* [Short task]:
Keep writing the article about build-for-rent homes below, starting right after its last sentence.

==== Text provided

Some communities became concerned about the increasing share of entry-level housing stock that was being taken out of the purchase market and turned into single family rentals, further limiting supply and running up prices.
Research from the Urban Institute shows that while the average single-family rental home was built in 1979 and is scattered throughout a community, BFR homes are newly built in a planned community of dozens of single-family rental homes that may look indistinguishable from a neighborhood of new construction homes for sale. Rather than being sold to homeowners, BFR properties are typically owned and operated by builders, institutional investors or partnerships of the two.
Miller said demand for BFR homes is strong and suits a modern way of living involving remote work, lifestyle moves and delayed homeownership.
One initial use case was seniors looking to downsize from a larger family home who wanted a house but not the maintenance headaches. But the communities have proved attractive to young families as well. A family may arrive in a new city as part of a corporate relocation but want to rent something comfortable while they figure out where they want to buy, said Miller. Or people may still be working to afford a down payment to own a home at a time in their lives where they have outgrown apartment living.
Plus, the incentives for home ownership have changed, said Miller. Not only does it cost a lot of money to buy and sell homes if you’re making several moves over the span of a few years, but following former President Donald Trump’s change to the tax laws, the amount of mortgage payments that could be deducted from income taxes was reduced to $10,000.
Still, homeownership remains one of the the largest wealth generators in the United States, according to a report from the Joint Center for Housing Studies at Harvard University, and lack of funds for a down payment is often the greatest barrier to buying a home. So long as people are paying rent, they are not building equity in a home, which is often seen not only as a secure place to live, but also a savings mechanism.
“People keep moving to the Sun Belt. Where are they going to live? They are going to live in houses, I think,” said Miller. “It is a competition between houses and apartments, not between owning and build for rent.”
The challenges of build for rent
The biggest challenge to BFR right now is a chill in the commercial real estate market that is slowing down building due to high borrowing costs.
Bruce McNeilage, CEO of Kinloch Partners, owner and operator of four build for rent communities in the Southeast, said he is looking to expand but the problem is the cost of money, which forces owner operators to raise the rent to remain profitable.

========
==== Extracted data

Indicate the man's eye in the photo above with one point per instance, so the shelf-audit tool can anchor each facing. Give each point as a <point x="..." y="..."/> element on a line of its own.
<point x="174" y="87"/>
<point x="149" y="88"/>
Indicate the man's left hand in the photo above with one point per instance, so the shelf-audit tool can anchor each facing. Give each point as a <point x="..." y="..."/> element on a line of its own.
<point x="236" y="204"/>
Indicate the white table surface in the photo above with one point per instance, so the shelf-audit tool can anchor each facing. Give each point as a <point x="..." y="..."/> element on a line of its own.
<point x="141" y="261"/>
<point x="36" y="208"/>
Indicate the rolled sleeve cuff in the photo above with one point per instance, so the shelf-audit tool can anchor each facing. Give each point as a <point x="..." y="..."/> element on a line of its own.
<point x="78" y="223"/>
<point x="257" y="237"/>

========

* [Written reply]:
“There is so much money sitting on the lines that wants to be deployed,” he said. “But you would be losing money each month. It hurts our ability to build when people need it most. If there were five more projects in Nashville or in Greenville, South Carolina, they’d all be filled.”
Given the rapid growth in the BFR sector over the past five years, an estimated 131,000 BFR units were built from 2019 through the first quarter of 2023, according to the Urban Institute’s analysis of data from Yardi and the National Rental Home Council.
And BFR homes have been a significant part of new home building over the past two years in particular, jumping from a 3% average share of total new home construction starts during between 1990 and 2022 to a 7% share during the past year, according to the Urban Institute, which added that the share could be even higher.
Still, BFR homes are a tiny fraction of total housing stock. According to the Urban institute’s analysis of the 2021 American Community Survey, there were 44.1 million rental units in the United States. While most are apartments, 14.3 million are occupied single-family home rental units. Of those single-family rentals, less than 1% are build for rent homes.
Even as a small portion of the market, those BFR homes that are being built are not the smaller, more affordable homes that middle-income earners are looking for.
While initially smaller homes and less expensive homes were offered, builders say the demand for larger homes is growing, with more homes being built that are between 2,000 to 3,000 square feet and have four or more bedrooms.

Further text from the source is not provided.